**Tasks and exercises**
a - From the monocular article, quote the passage starting with "As the name" and going on through "becomes simplicity itself!".
b - In the monocular article, condense the paragraph beginning "As the name implies" into two shorter sentences that keep its main facts.

**Text to read**

You may not have considered the best monoculars before, but they actually have a huge range of applications that can make them useful for all sorts of people, from photographers to birdwatchers.
As the name implies, monoculars provide only one lens, as opposed to a pair of binoculars, which contains two. This makes them substantially more lightweight and portable, meaning many hikers and walking photographers prefer to carry them. While they don't see as far as full-on telescopes, they are once again quite a bit lighter. As far as portability goes, monoculars are unrivalled!
Some monoculars even have image-capture abilities built in. Others come with mounts that allow you to attach a smartphone or camera, which really expands your shooting opportunities. Bringing sharp objects into near focus becomes simplicity itself!
To help you find the right monocular for you, we've put together this guide to the best products on the market right now. Bear in mind that stocks have fluctuated recently, particularly outside of the US, so it's worth checking back every so often if a particular monocular you've got your eye on is currently listed as out of stock.
Now, without further ado, read on to discover which are the best monoculars available right now…
The best monoculars in 2021
Considering the low price tag of this monocular, you might expect it to be a little cheap-feeling and flimsy, but it's an impressively rugged piece of kit. The fully sealed design is one hundred per cent waterproof and fog-proof, and while 12x magnification isn't as great as some of the other monoculars on this list, it's certainly nothing to sniff at.

(Location identification records)
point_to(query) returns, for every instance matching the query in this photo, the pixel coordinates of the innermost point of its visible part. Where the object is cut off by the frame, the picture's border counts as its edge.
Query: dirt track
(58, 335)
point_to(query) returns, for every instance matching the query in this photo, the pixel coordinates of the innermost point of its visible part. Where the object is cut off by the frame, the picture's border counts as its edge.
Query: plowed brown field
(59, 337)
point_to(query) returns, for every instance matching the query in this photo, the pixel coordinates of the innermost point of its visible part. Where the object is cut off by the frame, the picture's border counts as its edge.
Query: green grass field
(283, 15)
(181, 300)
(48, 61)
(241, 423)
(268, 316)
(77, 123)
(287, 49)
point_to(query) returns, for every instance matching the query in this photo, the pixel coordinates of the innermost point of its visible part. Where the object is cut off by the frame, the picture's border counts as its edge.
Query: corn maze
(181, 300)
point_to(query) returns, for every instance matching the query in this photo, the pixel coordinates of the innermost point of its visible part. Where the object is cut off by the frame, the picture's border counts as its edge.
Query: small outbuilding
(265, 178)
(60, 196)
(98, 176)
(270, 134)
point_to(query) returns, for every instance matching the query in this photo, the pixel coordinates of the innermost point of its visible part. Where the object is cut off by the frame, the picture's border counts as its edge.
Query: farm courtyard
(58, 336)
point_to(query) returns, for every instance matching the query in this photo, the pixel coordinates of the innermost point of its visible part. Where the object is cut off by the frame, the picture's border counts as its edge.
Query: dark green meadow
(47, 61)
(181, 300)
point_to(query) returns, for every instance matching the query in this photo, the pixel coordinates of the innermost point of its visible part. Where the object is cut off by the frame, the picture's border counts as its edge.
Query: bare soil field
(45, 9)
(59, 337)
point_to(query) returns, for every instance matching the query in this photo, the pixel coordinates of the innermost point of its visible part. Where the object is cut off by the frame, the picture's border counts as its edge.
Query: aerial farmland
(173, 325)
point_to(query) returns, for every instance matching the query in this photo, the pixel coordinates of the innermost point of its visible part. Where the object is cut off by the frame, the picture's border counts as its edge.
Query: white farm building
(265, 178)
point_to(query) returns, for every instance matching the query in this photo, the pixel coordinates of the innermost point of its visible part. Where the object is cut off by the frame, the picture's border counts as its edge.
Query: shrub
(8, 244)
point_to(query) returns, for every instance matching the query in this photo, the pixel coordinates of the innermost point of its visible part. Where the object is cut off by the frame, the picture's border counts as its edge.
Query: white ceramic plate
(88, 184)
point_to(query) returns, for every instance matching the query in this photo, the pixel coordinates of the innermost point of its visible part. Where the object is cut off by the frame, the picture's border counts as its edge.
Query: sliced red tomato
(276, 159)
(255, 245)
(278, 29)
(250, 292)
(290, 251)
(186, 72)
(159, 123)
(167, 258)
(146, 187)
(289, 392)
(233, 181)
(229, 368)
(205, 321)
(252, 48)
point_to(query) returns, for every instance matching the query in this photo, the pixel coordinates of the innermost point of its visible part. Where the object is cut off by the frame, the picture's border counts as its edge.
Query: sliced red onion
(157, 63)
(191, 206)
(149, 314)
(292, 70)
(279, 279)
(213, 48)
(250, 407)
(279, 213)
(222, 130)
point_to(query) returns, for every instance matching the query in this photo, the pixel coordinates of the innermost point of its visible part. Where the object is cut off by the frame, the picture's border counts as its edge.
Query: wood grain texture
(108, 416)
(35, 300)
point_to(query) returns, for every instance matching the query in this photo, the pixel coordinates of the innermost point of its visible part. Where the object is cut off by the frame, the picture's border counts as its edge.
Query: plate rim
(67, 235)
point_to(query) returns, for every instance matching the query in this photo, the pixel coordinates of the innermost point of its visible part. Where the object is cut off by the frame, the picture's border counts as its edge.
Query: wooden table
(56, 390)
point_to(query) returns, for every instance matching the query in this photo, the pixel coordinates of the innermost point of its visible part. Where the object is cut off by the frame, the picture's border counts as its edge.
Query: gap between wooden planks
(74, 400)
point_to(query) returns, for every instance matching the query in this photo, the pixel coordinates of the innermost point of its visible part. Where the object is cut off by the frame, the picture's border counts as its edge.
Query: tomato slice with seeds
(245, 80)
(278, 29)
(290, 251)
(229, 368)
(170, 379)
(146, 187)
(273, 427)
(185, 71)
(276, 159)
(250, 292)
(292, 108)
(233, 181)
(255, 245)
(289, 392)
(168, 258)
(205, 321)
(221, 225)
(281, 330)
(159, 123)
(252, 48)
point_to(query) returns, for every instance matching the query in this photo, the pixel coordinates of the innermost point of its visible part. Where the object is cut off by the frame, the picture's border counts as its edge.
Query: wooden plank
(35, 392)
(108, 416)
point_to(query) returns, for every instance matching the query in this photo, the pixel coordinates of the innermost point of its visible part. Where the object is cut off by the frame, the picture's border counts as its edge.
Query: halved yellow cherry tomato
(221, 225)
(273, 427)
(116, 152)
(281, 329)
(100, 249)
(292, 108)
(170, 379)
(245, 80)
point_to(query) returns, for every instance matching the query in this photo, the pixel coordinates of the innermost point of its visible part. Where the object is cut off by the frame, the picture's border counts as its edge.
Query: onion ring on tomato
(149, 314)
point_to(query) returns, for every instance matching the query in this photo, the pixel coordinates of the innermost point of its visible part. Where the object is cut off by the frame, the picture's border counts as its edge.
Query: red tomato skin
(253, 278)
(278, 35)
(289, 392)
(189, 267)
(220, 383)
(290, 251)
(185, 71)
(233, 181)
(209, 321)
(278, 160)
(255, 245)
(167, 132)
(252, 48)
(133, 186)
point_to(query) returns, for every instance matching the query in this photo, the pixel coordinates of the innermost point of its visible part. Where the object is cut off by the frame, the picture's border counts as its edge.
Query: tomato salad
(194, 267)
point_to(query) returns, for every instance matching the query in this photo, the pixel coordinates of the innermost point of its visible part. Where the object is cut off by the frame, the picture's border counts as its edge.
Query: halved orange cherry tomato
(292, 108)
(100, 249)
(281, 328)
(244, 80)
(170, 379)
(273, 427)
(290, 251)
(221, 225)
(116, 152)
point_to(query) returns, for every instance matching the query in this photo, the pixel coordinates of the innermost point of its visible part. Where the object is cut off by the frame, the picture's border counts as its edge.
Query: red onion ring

**Final results**
a -
As the name implies, monoculars provide only one lens, as opposed to a pair of binoculars, which contains two. This makes them substantially more lightweight and portable, meaning many hikers and walking photographers prefer to carry them. While they don't see as far as full-on telescopes, they are once again quite a bit lighter. As far as portability goes, monoculars are unrivalled!
Some monoculars even have image-capture abilities built in. Others come with mounts that allow you to attach a smartphone or camera, which really expands your shooting opportunities. Bringing sharp objects into near focus becomes simplicity itself!

b - Monoculars have one lens rather than the two in binoculars, making them much lighter and more portable, so many hikers and walking photographers prefer them. They don't see as far as telescopes but are considerably lighter, leaving them unrivaled for portability.